_STORED ROWS:_
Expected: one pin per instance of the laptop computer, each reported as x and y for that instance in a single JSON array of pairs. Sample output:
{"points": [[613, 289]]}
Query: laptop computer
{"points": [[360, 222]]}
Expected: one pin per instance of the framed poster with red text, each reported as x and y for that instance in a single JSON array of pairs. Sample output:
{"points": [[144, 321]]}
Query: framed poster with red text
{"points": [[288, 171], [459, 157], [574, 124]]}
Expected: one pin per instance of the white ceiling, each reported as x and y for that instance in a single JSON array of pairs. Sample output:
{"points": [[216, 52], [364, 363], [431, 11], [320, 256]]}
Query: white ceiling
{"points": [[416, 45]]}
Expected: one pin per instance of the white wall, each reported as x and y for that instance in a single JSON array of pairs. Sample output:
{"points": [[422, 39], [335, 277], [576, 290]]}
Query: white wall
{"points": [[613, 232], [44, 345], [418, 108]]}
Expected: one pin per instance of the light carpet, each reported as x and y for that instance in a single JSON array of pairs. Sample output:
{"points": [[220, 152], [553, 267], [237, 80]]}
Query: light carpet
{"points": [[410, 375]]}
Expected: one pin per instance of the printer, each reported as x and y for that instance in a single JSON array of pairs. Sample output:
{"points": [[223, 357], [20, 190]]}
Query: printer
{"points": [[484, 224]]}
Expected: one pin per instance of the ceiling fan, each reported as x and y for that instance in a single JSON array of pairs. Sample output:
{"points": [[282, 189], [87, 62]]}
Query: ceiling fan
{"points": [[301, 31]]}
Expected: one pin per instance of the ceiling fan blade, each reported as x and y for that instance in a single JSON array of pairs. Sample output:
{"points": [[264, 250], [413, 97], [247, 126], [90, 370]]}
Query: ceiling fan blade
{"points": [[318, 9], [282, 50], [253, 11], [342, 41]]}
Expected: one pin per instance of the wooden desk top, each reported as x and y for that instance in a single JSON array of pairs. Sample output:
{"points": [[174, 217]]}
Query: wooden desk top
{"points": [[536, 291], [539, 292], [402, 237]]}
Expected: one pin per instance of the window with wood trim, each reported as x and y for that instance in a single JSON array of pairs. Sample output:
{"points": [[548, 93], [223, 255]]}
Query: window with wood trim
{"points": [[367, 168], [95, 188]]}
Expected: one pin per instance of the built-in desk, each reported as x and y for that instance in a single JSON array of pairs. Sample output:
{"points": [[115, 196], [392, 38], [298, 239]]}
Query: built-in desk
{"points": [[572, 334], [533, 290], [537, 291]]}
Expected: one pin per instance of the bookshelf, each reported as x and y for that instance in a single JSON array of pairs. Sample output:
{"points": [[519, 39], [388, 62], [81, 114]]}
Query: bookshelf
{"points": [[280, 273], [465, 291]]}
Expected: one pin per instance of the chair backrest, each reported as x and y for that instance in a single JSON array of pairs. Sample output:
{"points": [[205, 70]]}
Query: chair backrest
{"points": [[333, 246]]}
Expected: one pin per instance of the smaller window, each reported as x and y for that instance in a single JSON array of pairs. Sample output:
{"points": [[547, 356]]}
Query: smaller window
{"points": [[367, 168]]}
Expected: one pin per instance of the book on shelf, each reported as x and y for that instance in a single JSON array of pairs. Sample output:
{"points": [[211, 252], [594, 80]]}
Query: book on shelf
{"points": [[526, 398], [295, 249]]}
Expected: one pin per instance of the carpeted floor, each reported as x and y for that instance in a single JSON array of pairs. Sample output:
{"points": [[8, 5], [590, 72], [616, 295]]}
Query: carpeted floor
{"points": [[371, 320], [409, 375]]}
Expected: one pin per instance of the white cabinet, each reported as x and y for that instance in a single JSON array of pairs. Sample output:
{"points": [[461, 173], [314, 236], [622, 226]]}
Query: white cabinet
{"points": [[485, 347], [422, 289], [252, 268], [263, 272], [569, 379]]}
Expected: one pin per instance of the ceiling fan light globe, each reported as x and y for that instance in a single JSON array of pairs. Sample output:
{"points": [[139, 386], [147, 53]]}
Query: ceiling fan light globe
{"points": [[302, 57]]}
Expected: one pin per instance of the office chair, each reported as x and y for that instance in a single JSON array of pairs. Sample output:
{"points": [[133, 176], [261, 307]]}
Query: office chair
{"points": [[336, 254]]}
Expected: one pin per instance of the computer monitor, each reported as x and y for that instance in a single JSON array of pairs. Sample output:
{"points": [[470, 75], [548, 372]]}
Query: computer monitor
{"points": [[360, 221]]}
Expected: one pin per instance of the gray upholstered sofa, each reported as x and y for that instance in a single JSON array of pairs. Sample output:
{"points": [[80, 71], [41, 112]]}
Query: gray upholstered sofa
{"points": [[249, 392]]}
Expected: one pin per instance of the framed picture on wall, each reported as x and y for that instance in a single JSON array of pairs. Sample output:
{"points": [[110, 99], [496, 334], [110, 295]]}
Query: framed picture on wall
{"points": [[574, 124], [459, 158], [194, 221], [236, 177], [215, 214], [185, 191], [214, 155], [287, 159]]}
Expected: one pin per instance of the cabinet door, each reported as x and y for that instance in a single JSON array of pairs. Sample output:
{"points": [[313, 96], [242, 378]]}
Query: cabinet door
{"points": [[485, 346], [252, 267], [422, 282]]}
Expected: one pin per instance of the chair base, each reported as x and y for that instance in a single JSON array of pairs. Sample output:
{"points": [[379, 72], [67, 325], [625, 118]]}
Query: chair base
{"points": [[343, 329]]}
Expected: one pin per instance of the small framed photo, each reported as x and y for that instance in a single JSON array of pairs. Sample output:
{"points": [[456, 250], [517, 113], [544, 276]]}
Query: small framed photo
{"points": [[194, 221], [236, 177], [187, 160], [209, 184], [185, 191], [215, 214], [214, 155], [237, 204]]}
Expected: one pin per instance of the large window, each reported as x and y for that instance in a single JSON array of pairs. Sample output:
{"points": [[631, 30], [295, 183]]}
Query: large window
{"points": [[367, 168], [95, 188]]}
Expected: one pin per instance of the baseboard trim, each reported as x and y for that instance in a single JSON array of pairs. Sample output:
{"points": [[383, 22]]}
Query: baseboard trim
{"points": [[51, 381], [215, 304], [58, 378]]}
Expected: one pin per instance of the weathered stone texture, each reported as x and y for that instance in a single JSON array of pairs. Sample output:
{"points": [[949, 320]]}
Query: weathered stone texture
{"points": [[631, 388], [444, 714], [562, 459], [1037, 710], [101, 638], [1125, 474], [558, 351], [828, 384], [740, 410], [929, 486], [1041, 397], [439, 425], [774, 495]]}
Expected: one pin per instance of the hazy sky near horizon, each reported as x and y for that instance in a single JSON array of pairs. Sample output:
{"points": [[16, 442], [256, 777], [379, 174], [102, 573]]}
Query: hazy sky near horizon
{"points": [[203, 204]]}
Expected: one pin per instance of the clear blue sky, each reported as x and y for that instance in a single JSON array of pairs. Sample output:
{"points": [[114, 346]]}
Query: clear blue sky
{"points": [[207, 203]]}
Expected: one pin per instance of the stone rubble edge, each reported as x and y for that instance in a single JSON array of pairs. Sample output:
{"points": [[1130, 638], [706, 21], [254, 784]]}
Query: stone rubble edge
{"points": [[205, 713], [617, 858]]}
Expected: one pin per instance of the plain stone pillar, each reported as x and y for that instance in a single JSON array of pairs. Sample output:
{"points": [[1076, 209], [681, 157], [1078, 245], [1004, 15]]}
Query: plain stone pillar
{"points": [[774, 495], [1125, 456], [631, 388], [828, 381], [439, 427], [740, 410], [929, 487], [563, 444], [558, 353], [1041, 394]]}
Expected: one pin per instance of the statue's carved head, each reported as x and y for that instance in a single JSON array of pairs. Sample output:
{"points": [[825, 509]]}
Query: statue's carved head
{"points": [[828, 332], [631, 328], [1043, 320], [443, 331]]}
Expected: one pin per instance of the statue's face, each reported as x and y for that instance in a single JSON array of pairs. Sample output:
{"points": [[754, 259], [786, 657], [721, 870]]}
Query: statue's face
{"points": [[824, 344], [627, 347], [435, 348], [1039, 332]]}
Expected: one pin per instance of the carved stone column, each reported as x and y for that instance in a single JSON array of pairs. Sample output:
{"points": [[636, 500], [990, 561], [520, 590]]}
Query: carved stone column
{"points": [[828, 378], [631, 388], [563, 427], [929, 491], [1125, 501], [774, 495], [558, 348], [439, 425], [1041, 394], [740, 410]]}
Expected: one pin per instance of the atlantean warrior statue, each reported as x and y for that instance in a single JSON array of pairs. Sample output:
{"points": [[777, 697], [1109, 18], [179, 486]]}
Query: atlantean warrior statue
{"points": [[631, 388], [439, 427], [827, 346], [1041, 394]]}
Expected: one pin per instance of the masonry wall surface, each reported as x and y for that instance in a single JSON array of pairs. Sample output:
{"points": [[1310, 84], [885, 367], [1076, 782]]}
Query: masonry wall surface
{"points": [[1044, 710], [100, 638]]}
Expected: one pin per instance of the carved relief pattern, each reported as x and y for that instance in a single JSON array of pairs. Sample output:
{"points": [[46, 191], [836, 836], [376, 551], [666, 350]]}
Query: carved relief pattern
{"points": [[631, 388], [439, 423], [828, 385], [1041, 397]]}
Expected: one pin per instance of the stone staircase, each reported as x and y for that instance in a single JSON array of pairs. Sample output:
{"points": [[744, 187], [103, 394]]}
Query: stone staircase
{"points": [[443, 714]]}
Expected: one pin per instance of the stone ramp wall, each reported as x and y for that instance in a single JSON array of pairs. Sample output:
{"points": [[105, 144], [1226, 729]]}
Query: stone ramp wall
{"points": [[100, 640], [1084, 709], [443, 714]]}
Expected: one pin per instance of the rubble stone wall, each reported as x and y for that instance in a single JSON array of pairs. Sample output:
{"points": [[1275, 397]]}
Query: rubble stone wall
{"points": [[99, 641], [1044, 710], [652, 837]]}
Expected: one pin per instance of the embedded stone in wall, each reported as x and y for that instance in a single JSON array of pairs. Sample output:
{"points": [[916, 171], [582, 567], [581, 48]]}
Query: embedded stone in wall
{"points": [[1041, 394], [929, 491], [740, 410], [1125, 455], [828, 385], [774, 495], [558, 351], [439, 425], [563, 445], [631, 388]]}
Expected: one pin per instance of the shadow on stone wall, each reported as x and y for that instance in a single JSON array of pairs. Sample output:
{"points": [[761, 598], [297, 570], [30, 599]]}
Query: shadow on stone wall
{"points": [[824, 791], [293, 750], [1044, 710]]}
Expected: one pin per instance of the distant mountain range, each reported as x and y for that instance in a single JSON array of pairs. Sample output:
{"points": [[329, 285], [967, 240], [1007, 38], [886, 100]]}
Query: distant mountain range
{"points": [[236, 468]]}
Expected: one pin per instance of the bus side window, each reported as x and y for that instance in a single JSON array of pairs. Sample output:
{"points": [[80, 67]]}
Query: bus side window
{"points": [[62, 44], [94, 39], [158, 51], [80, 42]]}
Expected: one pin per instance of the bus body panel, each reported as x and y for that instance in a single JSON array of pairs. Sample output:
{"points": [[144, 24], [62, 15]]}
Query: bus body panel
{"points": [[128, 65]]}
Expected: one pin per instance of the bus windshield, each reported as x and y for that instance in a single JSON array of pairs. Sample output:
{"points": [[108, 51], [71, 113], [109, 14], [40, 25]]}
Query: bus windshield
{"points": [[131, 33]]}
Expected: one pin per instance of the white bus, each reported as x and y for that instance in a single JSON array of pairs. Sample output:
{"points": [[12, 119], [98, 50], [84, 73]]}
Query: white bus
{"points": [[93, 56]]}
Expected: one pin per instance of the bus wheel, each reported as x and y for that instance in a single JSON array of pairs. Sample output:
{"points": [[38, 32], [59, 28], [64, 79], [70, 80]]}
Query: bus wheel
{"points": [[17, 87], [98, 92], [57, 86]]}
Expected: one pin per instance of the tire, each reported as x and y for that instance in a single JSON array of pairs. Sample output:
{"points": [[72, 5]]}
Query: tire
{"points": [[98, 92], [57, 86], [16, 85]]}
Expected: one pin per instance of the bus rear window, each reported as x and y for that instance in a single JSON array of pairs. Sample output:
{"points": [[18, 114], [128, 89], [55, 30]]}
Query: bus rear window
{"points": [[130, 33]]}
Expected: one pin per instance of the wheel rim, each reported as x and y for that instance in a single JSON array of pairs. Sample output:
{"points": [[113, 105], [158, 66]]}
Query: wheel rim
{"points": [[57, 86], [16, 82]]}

_WRITTEN REQUEST:_ Quote only the lines from the one containing "Expected: one pin per instance of the tire, each" through the final line of the records, with both ends included.

_FULL OUTPUT:_
Expected: one pin per instance of the tire, each reported as x and y for that instance in a single JSON array of pairs. Sample output:
{"points": [[72, 5]]}
Query: tire
{"points": [[98, 92], [57, 86], [16, 85]]}
Expected: one pin per instance of the bus rear window, each reported as x and y for that instance in a single JSON array of pairs. Sample output:
{"points": [[18, 114], [128, 89], [55, 30]]}
Query: bus rear window
{"points": [[130, 33]]}
Expected: one pin per instance of the wheel rim, each reported as x and y for that instance in a single JSON array of pairs. Sample output:
{"points": [[113, 105], [158, 66]]}
Query: wheel rim
{"points": [[57, 86], [16, 82]]}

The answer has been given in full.